Assignment: Write out each line of the entries exactly, starting at the first and finishing with the line that contains "pixel 777 195.".
┌─ Data to examine
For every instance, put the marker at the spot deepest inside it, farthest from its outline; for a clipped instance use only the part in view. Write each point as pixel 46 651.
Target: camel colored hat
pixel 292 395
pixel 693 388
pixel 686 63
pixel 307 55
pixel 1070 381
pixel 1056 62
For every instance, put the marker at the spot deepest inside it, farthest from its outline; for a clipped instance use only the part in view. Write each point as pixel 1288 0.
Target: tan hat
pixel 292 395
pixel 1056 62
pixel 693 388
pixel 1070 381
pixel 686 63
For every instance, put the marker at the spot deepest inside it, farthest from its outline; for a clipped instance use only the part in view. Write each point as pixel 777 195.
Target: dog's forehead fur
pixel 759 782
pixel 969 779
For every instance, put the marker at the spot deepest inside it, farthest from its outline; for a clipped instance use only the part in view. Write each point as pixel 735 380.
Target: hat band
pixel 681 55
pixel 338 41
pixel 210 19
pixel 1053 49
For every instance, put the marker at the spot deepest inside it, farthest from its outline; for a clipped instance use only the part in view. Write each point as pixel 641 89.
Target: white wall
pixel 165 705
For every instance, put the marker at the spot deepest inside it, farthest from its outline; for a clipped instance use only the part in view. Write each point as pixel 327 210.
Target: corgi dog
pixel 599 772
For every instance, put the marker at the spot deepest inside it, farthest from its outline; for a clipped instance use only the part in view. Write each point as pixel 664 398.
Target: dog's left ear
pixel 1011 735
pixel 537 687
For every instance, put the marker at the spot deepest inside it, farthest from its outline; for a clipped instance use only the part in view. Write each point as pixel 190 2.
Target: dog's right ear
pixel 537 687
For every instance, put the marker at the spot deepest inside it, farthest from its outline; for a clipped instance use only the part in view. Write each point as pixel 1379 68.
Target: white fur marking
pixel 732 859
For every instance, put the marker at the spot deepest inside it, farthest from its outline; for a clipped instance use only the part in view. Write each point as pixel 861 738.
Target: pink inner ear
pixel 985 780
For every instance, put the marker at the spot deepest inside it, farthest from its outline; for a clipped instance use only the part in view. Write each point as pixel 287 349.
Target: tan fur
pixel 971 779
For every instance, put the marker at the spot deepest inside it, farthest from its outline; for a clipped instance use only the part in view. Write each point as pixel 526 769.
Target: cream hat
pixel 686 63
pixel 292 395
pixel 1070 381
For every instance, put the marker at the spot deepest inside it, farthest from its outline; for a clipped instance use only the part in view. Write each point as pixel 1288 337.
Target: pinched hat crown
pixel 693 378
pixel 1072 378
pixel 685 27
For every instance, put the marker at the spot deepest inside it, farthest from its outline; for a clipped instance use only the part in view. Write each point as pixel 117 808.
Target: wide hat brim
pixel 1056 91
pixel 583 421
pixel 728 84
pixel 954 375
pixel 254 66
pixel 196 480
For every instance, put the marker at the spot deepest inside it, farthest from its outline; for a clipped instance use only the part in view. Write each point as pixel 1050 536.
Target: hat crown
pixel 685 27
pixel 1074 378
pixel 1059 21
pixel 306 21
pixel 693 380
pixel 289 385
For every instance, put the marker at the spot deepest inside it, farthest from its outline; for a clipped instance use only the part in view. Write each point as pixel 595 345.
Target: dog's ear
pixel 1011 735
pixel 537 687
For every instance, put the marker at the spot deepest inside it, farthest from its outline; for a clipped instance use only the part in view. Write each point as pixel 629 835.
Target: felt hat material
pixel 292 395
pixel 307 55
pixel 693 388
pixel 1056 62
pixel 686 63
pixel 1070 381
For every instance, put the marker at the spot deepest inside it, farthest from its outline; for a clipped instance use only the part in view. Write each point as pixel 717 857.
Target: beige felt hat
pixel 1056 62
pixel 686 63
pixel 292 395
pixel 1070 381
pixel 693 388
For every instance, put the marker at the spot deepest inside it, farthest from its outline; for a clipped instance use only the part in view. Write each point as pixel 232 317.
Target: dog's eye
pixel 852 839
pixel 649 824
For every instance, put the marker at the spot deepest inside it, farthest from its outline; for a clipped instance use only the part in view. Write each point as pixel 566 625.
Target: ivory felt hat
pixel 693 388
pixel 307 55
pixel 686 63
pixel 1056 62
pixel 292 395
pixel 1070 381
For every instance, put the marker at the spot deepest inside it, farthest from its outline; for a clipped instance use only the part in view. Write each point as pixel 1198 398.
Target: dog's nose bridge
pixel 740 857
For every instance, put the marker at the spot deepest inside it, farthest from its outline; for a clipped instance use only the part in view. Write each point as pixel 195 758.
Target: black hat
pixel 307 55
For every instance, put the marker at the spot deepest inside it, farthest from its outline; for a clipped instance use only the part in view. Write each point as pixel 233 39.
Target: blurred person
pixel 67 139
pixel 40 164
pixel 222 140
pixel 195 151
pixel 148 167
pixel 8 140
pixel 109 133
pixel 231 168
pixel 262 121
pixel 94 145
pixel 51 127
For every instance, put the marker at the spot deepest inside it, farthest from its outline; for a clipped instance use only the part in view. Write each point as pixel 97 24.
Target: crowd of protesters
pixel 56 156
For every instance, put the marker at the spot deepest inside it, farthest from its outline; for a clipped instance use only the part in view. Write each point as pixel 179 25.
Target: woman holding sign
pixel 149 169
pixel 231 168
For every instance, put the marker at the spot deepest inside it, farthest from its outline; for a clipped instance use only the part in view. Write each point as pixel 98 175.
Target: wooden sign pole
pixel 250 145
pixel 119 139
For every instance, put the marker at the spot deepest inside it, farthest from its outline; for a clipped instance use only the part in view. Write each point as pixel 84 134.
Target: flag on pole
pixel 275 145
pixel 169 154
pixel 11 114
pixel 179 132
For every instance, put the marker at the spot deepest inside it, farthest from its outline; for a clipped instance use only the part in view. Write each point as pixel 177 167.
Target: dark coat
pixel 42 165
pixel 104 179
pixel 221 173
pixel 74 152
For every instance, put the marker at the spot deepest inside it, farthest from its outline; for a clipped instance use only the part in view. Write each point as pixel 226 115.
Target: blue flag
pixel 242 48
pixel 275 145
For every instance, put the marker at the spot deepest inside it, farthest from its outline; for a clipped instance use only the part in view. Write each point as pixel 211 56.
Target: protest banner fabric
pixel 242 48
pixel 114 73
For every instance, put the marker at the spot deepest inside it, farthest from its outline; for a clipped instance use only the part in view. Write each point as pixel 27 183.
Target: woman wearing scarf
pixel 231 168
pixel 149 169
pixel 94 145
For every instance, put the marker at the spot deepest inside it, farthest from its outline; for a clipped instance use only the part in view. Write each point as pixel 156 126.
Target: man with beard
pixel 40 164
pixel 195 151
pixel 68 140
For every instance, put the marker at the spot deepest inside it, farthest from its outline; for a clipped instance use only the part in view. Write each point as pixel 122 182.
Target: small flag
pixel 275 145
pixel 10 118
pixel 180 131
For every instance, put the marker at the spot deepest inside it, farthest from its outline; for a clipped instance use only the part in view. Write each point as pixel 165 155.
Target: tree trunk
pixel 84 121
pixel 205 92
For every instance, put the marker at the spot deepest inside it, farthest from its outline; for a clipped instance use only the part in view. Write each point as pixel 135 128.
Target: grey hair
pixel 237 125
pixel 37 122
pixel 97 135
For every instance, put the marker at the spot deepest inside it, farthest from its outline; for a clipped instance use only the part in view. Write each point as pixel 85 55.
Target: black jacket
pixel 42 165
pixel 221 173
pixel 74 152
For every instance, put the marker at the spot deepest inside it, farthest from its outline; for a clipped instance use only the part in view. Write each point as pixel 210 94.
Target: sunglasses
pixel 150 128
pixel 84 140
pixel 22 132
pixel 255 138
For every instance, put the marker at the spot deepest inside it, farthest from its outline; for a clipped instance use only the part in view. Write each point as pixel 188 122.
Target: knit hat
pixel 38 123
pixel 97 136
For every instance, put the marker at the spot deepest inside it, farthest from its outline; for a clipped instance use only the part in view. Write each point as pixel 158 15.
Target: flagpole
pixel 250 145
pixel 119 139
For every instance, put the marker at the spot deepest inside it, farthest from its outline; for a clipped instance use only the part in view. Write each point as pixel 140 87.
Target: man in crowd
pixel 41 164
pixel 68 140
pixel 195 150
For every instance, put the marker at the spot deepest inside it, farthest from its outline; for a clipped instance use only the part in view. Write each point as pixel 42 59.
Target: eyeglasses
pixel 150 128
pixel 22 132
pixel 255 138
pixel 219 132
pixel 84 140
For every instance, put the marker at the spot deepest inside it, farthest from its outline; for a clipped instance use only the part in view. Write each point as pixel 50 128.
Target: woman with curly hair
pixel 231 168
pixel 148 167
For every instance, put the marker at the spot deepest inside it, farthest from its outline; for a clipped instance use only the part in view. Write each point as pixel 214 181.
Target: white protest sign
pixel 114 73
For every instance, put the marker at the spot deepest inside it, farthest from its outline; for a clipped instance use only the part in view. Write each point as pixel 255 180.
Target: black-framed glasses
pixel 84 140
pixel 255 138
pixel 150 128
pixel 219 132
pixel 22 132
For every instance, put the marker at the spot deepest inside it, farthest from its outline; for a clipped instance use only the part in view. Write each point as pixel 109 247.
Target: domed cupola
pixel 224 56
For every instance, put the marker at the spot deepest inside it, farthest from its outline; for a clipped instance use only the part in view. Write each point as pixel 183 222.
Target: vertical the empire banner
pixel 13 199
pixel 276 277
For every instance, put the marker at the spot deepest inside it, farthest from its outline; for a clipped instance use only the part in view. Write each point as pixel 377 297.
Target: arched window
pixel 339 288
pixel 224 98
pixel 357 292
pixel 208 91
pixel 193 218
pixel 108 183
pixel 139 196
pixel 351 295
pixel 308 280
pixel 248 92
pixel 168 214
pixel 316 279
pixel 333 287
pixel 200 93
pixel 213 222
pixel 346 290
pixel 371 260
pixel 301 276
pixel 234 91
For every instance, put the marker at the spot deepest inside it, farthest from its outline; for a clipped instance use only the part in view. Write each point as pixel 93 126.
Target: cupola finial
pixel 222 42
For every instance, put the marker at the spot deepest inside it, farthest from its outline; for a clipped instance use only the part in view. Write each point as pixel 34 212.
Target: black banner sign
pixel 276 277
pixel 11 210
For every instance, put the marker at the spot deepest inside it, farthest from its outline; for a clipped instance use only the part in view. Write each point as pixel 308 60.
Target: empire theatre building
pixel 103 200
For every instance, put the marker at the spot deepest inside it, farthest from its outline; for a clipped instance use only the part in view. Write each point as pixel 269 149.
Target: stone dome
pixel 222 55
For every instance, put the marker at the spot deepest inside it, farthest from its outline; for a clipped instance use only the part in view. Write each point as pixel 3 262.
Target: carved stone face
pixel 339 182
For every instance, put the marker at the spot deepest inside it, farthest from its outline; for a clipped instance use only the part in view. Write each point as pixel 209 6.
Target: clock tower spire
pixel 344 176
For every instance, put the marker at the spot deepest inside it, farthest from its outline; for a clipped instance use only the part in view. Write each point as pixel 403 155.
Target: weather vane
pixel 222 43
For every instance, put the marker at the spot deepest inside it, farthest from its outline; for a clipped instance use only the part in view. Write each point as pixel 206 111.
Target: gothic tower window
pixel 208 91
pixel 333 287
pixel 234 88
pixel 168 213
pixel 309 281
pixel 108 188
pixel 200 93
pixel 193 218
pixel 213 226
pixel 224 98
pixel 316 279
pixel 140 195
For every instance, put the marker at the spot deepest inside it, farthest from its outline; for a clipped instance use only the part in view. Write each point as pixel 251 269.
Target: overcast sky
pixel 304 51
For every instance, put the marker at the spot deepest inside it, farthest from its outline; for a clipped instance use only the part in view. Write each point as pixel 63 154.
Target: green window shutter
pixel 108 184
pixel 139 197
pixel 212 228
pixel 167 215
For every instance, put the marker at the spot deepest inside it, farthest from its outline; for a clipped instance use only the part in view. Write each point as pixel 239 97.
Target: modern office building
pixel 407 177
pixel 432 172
└─
Final answer:
For every instance, put the marker at the spot deepest inside it, farthest from its outline; for a clipped instance use only the part in view. Write each point as pixel 46 651.
Target: camel colored hat
pixel 292 395
pixel 693 388
pixel 686 63
pixel 307 55
pixel 1070 381
pixel 1056 62
For every instance, put the marker at the spot deepest inside it, farthest from its outline; for a clipped instance use only the part in view. Write each point as pixel 1288 0.
Target: tan hat
pixel 292 395
pixel 1056 62
pixel 693 388
pixel 1070 381
pixel 686 63
For every instance, put the marker at the spot deepest inside it, farthest from its outline; for a clipped instance use only the part in view. Write each point as pixel 777 195.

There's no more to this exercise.